◆ WHAT YOU WILL DO: Rewrite the lines below, changing every occurrence of "Quickstart" to "Guide" and keeping everything else the same. Omit the pictures from your answer.

◆ TASK INPUT:
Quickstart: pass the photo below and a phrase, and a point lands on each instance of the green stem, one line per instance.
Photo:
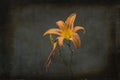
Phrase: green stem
(71, 57)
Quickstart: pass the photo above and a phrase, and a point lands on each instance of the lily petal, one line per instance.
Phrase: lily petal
(50, 57)
(53, 31)
(76, 40)
(76, 28)
(60, 41)
(61, 24)
(70, 20)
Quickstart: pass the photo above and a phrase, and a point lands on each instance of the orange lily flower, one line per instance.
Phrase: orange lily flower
(66, 31)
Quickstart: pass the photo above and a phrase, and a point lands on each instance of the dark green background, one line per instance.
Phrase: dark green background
(24, 50)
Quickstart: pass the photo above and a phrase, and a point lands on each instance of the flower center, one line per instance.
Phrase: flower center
(67, 34)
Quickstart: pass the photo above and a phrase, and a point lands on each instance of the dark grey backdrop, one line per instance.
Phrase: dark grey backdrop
(24, 50)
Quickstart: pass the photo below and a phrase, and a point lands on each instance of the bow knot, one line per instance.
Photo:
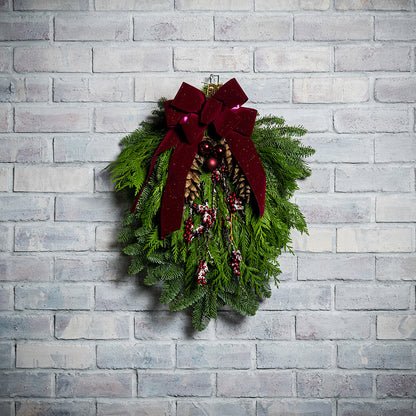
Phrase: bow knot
(187, 116)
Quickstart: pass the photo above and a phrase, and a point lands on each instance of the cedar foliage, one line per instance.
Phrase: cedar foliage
(260, 239)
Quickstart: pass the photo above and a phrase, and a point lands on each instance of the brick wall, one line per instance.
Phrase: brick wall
(80, 337)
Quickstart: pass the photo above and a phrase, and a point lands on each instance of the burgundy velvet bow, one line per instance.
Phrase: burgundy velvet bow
(187, 116)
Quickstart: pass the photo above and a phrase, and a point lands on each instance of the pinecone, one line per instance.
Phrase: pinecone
(242, 187)
(192, 180)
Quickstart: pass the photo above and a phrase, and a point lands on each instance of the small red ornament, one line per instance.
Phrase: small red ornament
(211, 164)
(204, 148)
(219, 151)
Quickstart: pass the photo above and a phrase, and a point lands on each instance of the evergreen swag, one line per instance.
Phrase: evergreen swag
(230, 259)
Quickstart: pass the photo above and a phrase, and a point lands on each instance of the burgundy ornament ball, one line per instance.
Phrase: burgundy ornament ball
(211, 163)
(204, 148)
(219, 151)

◆ COMPLETE RESPONSE:
Guide: pass the photo below and a phrase, and a point lands on each instance of the green stem, one line per instance.
Photo:
Phrase: green stem
(71, 57)
Guide: pass the photo above and a phrase, and a point lands on each instance of the lily petal, one line per instance.
Phrase: lily petal
(50, 57)
(53, 31)
(76, 40)
(76, 28)
(60, 41)
(61, 24)
(70, 20)
Guide: pass the photo above and a phrase, and a point lands on each instance of the orange lily flower, one line per instance.
Phrase: orange lily flower
(66, 31)
Guide: pass the photo above and a phrase, and a point lands on each instance of the dark green background, one line per instance.
Phrase: dark green background
(24, 50)
Guide: pass the photo above and a phrase, and a point lands on each instance of the flower center, one line per instance.
Phrase: flower center
(67, 34)
Guide: pass the photo above and a phrase, and a point lands on each instance of the dark grey backdrop, one line per instance.
Phrase: dark grey backdrop
(24, 50)
Guide: pass the photo below and a phrase, and a point lands on each instance of the bow knot, one line per instance.
Photo:
Phrase: bow knot
(187, 116)
Guide: pass the photo above and a phrase, and a point lands on each instance of the cedar foliage, one line per instance.
Phrase: cedar foliage
(260, 239)
Guide: pass the photo above and a phrase, and a point lands on each instance of the brick wall, one line per instance.
Phrase: brick wall
(80, 337)
Guide: pass the photo above and a phrase, and a point lands on each instance of the burgundy velvet bow, one line per instance.
Phrase: burgundy velvet bow
(187, 116)
Guide: pass the photo above and a phrase, and a point lands on each instance of the pinecone, one line per instance.
Phrase: pinecone
(242, 187)
(192, 180)
Guide: pass the photo above and a phrase, and a point lands on each instance of the small red ornament, one line per instance.
Phrase: small red ornament
(211, 164)
(204, 148)
(219, 151)
Guide: pass the photo above and a phrase, and a point lands on each instance of the evergreen swag, one line per instance.
Phrase: evergreen swag
(230, 259)
Guide: pass the photo above and a phrase, and a point lands on each instance of the burgundy ornament ball, one line per instance.
Phrase: burgundy ornament ball
(211, 163)
(204, 148)
(219, 151)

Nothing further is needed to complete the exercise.